▸ What the task asks: Below are records to retype exactly, except for the pictures.

▸ Exercise data:
+ + +
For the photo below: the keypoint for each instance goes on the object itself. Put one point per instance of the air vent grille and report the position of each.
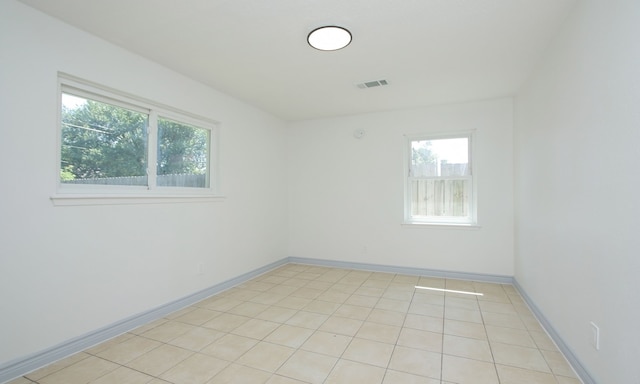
(372, 84)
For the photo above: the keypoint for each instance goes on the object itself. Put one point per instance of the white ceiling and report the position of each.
(430, 51)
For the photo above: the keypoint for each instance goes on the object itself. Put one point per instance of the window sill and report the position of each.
(417, 224)
(126, 199)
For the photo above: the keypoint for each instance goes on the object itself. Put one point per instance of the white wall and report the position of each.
(65, 271)
(346, 195)
(578, 217)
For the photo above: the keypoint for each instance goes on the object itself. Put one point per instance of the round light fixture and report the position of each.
(329, 38)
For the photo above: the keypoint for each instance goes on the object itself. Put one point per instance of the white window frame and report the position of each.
(93, 194)
(469, 221)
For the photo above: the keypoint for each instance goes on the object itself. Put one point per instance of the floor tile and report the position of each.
(197, 338)
(369, 352)
(395, 377)
(322, 307)
(110, 343)
(293, 302)
(513, 375)
(351, 372)
(503, 320)
(20, 380)
(510, 336)
(159, 360)
(289, 335)
(462, 303)
(308, 367)
(414, 338)
(81, 372)
(312, 324)
(467, 371)
(416, 361)
(256, 329)
(362, 300)
(466, 347)
(460, 314)
(248, 309)
(276, 314)
(167, 331)
(196, 369)
(309, 320)
(198, 316)
(277, 379)
(388, 317)
(379, 332)
(327, 343)
(424, 323)
(521, 357)
(307, 293)
(426, 310)
(393, 305)
(353, 312)
(128, 350)
(266, 356)
(341, 325)
(229, 347)
(124, 375)
(234, 374)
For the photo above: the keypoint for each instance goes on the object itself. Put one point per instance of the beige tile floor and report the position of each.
(310, 324)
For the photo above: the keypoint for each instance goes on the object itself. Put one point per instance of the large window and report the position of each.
(439, 185)
(112, 143)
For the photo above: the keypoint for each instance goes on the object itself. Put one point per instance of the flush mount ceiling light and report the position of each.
(329, 38)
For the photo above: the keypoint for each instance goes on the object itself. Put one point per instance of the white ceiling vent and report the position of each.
(372, 84)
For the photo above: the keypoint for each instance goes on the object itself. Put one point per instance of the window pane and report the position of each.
(437, 197)
(441, 157)
(102, 143)
(183, 155)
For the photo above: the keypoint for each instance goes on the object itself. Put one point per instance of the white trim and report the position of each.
(117, 199)
(420, 224)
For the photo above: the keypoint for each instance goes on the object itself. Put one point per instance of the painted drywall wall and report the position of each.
(65, 271)
(346, 194)
(577, 225)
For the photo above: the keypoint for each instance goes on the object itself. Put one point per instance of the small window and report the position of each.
(112, 143)
(439, 186)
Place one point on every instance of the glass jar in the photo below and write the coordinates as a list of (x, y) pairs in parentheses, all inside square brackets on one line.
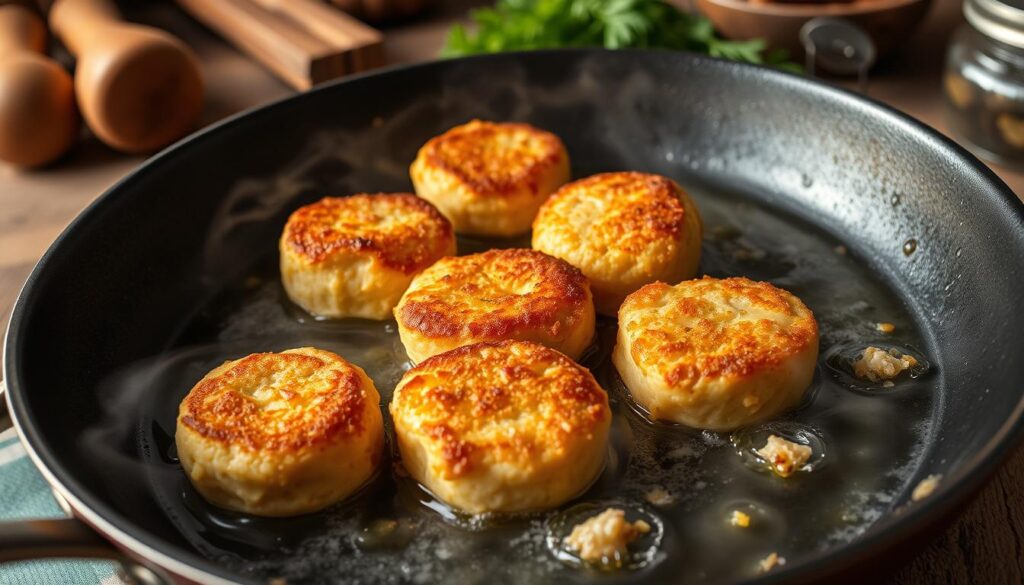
+ + +
▸ Answer to this problem:
For the photo below: the keypoint for each instance goes on the object itself. Put one point per instance of the air vent grille and report the position of each.
(372, 84)
For the photo above: the keypoint for each instance goes on the object itself. Put one point per instance of the white ceiling and report the position of each.
(430, 51)
For the photo above: the keypoint for each instance goes on the object itself. Put one point per instance of the window sill and report the position of each.
(417, 224)
(126, 199)
For the photo above: the keypoint for each instance goes on the object itself. Put one point per instance of the white wall and report the position of each.
(65, 271)
(346, 195)
(578, 217)
For the photo above: the keypoint for each instance goes on the object itself. Put one point per instance of the round light fixture and report the position of each.
(329, 38)
For the photo above: the keypoint for each instance goes on the object itself. Put one point per instance of the white window frame and report the position of each.
(93, 194)
(469, 221)
For the photo above: the keypoint for each instance goes on the object itself. Put one point per instance of the floor tile and report the position of each.
(197, 338)
(369, 352)
(395, 377)
(322, 307)
(110, 343)
(293, 302)
(513, 375)
(351, 372)
(503, 320)
(20, 380)
(510, 336)
(159, 360)
(289, 335)
(462, 303)
(308, 367)
(414, 338)
(81, 372)
(312, 324)
(467, 371)
(416, 361)
(256, 329)
(362, 300)
(466, 347)
(460, 314)
(248, 309)
(276, 314)
(167, 331)
(196, 369)
(309, 320)
(198, 316)
(277, 379)
(388, 317)
(379, 332)
(327, 343)
(424, 323)
(521, 357)
(307, 293)
(426, 310)
(393, 305)
(353, 312)
(128, 350)
(266, 356)
(341, 325)
(229, 347)
(124, 375)
(234, 374)
For the photo above: the keypoint for each instance goes on the object itself. Put one point per instance of the beige tile floor and report the position of each.
(310, 324)
For the photo above: the keypoint for each instance goes on the object itself. Put one point per instance of the large window and report the position of each.
(439, 185)
(112, 143)
For the photo above: the keypoint for each instance goes on the object itself. Put one point per instance of the flush mount ceiling light and report the position of each.
(329, 38)
For the photo above: the keypoint for each instance goes on the object itself. Put one point per instance of the white ceiling vent and report the position of each.
(372, 84)
For the photo above: the keypoint for each instance goes on the object itself. Put one point per instance of the window pane and report the position of each.
(437, 197)
(441, 157)
(102, 143)
(183, 155)
For the photo above: the keypoint for each instance goes on the object itself. Put one point per instance of the white trim and report the position of each.
(117, 199)
(420, 224)
For the photo above: the keypoint for each instance goes on the object itself. Put one point per instance of the painted drywall wall and report the position of each.
(65, 271)
(346, 194)
(577, 225)
For the photo above: the keypoint for each instance goes on the object itself. Put one point per instance of the small window and report the position of each.
(112, 143)
(439, 186)
Place one point on every instance of the glass jar in the photo below and write the coordinates as a list of (x, y) pairs in parentheses, all inside square brackets on one line.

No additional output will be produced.